Required task 1: Please swap "sunglasses" for "a sun hat" in the rows from the line with "Pick-planner input: for every instance of the woman" up to and including the line with "point(533, 181)". Give back only those lines, with everything else in them unchanged.

It took 12 minutes for Broadway Workshop, a New York musical theater school, to sell out its audition prep with Aileen Quinn, who played Annie in the 1982 movie based on the Broadway show.

At another youth acting studio, A Class Act NY, 24 kids recently took the $150, three-and-a-half hour workshop with Caroline Daly Antonelli, an orphan in Annie on Broadway in 1980 and ’81.

A waiting list quickly formed for the six, $65-per-child Annie workshops at Random Farms Kids’ Theater in Elmsford, N.Y., with guest coach Keith Levenson, musical director of the only revival of Annie that has been done on Broadway, which ran for seven months in 1997. . . .

Ms. Quinn . . . who also appeared as an orphan in the original Broadway show . . . shared Annie lore with the girls, telling them how the movie crew once spread Alpo on her face to get Sandy, the dog, to lick her.

Broadway Workshop’s director, Marc Tumminelli, saw potential in some of the younger girls, like six-year-old Tori Feinstein, because the older kids could be too tall by opening night late next year. . . .

Ms. Madover, the Annie producer, plans to attend this weekend’s auditions, where a team of 20 will see potential orphans. Later, staff will run private auditions, visit summer camps and hold open calls in Los Angeles and in Florida. Kids can also submit videos online.

For the open call, Ms. Madover has sought the help of a child psychiatrist to create a “self-esteem program” that includes six volunteers to help girls who may struggle at the audition.

“You forgot the words? Everyone freezes up from time to time,” reads a pamphlet that staff will give each child. The leaflets also offer advice to parents: “Try not to say, ‘You were better than everyone else’ or ‘You deserved it.'”

Dataset extract:
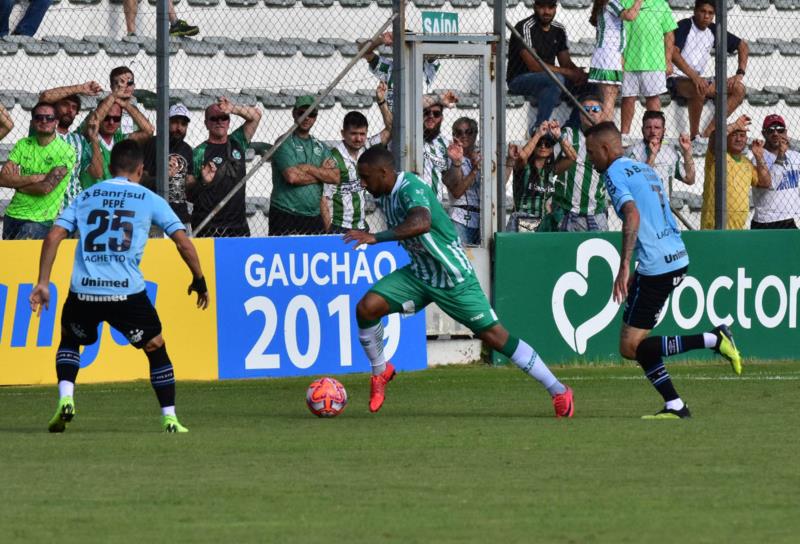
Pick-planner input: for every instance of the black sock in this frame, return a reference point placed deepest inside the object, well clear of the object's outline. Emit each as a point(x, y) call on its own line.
point(666, 346)
point(653, 366)
point(162, 378)
point(68, 361)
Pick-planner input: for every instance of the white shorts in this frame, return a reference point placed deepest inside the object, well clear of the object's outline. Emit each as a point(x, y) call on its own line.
point(644, 83)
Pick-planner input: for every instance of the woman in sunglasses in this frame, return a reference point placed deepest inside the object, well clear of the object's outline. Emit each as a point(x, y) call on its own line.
point(533, 181)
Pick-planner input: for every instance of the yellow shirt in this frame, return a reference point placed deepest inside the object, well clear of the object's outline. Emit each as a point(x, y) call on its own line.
point(741, 176)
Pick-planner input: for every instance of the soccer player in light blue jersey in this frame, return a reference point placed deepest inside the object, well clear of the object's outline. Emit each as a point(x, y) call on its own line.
point(649, 230)
point(113, 220)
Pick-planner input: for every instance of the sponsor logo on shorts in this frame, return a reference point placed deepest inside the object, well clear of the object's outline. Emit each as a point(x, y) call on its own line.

Required task 2: Copy the article on Annie auditions word for word from "At another youth" up to and including "1980 and ’81.".

Exercise solution 1:
Pick-planner input: for every instance of the woman in a sun hat in this frame, return a reference point placed deepest inside the object, well clear of the object's outline. Emit each as a point(x, y) call on its own line.
point(533, 181)

Exercise solution 2:
At another youth acting studio, A Class Act NY, 24 kids recently took the $150, three-and-a-half hour workshop with Caroline Daly Antonelli, an orphan in Annie on Broadway in 1980 and ’81.